Data for this task =>
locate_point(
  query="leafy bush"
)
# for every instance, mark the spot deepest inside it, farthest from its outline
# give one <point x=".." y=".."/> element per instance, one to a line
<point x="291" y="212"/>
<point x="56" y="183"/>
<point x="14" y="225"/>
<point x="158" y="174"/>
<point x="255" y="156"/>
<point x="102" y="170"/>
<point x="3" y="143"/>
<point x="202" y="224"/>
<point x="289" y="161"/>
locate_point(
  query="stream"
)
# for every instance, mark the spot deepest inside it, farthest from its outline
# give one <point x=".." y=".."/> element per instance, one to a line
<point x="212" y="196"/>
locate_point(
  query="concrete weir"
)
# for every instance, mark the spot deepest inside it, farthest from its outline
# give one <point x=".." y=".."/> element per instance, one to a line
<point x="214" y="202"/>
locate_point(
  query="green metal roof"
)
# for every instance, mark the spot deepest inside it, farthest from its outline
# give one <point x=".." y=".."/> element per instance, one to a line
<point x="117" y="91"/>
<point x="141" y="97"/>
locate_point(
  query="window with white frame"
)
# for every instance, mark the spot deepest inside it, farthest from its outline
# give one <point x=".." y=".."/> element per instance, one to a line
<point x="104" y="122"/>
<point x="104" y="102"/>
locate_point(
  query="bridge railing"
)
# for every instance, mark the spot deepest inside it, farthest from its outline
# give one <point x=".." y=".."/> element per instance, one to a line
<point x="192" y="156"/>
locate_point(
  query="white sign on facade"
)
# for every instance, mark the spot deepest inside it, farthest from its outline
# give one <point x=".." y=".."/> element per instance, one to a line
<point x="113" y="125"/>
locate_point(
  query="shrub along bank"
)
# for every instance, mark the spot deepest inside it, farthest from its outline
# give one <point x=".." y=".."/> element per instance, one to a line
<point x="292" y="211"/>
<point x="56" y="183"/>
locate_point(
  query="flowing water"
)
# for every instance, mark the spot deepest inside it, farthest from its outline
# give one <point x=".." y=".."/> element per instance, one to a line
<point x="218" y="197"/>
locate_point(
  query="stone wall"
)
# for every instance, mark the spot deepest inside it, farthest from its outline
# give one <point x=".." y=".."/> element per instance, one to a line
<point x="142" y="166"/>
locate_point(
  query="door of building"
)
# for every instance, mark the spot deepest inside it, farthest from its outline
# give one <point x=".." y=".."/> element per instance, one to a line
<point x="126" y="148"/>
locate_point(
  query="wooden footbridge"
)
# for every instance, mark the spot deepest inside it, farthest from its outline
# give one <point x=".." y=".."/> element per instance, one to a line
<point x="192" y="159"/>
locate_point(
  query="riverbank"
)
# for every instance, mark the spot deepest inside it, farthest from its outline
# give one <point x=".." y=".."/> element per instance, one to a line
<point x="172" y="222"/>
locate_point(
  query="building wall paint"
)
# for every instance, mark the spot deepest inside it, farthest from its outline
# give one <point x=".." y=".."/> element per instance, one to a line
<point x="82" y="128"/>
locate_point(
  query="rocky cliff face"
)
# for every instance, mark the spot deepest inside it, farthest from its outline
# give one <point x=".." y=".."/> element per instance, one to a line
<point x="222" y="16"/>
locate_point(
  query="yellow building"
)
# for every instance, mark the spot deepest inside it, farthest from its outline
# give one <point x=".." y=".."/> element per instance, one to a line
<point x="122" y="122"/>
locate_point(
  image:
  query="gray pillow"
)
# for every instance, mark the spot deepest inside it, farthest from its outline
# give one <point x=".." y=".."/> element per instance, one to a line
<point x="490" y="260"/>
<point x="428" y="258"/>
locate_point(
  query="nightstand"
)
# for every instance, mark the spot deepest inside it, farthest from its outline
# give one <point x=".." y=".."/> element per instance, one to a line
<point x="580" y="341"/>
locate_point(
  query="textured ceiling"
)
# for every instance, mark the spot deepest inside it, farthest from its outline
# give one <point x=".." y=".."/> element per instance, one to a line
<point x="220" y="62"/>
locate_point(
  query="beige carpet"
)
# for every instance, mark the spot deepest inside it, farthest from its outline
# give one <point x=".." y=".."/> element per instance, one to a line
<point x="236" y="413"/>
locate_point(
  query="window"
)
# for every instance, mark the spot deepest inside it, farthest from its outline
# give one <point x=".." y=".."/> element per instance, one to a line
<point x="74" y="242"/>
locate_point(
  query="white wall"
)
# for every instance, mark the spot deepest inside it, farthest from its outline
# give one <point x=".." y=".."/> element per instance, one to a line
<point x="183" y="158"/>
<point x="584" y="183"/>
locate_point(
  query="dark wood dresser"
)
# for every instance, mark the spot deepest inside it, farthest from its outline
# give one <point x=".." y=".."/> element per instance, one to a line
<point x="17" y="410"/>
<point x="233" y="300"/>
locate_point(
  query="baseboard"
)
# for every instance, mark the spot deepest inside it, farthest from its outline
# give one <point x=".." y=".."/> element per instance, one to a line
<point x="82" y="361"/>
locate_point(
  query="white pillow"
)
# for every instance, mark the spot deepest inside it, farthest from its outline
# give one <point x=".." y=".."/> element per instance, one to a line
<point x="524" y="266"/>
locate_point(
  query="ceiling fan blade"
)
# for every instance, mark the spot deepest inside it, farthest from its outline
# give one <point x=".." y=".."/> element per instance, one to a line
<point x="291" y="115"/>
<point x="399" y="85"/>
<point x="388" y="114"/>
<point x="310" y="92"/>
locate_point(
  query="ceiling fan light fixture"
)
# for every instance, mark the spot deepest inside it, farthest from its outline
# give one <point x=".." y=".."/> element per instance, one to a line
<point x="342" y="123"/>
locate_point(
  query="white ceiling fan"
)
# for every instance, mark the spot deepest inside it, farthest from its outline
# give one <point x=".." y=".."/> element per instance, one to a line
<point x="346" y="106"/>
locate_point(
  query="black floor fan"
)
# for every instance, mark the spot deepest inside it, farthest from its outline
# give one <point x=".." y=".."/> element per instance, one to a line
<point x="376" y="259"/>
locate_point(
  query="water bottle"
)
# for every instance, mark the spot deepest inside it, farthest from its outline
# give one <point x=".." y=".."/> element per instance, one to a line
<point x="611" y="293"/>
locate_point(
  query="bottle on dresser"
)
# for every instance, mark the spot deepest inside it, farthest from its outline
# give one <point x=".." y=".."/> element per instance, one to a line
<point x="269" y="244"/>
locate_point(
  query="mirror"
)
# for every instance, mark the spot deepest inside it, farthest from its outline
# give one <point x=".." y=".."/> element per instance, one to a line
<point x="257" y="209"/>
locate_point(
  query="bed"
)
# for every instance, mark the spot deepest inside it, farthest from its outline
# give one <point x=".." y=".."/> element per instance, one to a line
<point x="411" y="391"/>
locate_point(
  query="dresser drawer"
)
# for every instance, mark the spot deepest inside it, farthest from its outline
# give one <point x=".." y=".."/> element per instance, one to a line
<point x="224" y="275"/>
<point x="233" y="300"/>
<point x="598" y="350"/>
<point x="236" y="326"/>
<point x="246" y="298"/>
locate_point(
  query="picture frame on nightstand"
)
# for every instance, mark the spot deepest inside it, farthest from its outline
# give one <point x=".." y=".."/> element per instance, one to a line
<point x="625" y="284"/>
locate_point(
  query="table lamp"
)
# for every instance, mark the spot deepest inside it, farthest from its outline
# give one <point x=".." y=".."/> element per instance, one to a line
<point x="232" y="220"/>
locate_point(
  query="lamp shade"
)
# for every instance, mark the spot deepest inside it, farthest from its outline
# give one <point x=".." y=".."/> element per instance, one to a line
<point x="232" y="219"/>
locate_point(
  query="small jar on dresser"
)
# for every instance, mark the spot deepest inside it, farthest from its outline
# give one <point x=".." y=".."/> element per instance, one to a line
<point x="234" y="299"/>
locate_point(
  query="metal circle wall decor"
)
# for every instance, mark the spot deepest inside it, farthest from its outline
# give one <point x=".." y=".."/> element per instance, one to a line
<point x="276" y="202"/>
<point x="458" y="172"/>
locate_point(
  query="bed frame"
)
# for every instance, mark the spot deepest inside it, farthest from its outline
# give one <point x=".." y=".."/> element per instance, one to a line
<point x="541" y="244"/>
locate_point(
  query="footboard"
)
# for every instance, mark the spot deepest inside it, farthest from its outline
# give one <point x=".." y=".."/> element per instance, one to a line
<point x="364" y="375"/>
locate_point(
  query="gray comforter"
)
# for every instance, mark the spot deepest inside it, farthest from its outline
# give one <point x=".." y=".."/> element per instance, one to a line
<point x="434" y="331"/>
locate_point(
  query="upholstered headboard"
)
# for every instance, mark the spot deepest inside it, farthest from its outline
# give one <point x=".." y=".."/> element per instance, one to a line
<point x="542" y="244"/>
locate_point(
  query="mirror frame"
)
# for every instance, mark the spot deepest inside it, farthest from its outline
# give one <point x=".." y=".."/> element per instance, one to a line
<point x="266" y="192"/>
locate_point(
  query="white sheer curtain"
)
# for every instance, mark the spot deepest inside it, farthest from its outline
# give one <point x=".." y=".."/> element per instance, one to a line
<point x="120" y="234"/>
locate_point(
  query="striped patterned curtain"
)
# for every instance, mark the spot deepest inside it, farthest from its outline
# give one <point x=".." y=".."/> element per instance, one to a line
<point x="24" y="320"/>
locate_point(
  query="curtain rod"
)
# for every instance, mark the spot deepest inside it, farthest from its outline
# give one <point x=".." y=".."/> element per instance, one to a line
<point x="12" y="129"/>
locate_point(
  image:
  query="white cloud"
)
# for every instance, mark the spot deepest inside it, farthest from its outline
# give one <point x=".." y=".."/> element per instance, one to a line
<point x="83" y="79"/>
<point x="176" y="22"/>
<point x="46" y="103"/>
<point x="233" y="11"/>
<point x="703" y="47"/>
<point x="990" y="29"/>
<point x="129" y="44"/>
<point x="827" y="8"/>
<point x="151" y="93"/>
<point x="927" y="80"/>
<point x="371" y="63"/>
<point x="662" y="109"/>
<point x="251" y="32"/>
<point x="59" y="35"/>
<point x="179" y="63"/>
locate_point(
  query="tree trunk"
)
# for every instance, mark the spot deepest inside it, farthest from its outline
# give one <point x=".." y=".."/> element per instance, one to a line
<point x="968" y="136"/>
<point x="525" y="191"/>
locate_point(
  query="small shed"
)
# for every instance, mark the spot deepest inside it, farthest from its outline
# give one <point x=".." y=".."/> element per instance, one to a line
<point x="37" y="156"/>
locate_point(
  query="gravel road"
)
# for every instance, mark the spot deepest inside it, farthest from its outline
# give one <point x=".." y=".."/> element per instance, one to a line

Directive =>
Locate every line in the items above that contains the word "pillow", and copy each of those lines.

Expected answer =>
  query="gray pillow"
  query="white pillow"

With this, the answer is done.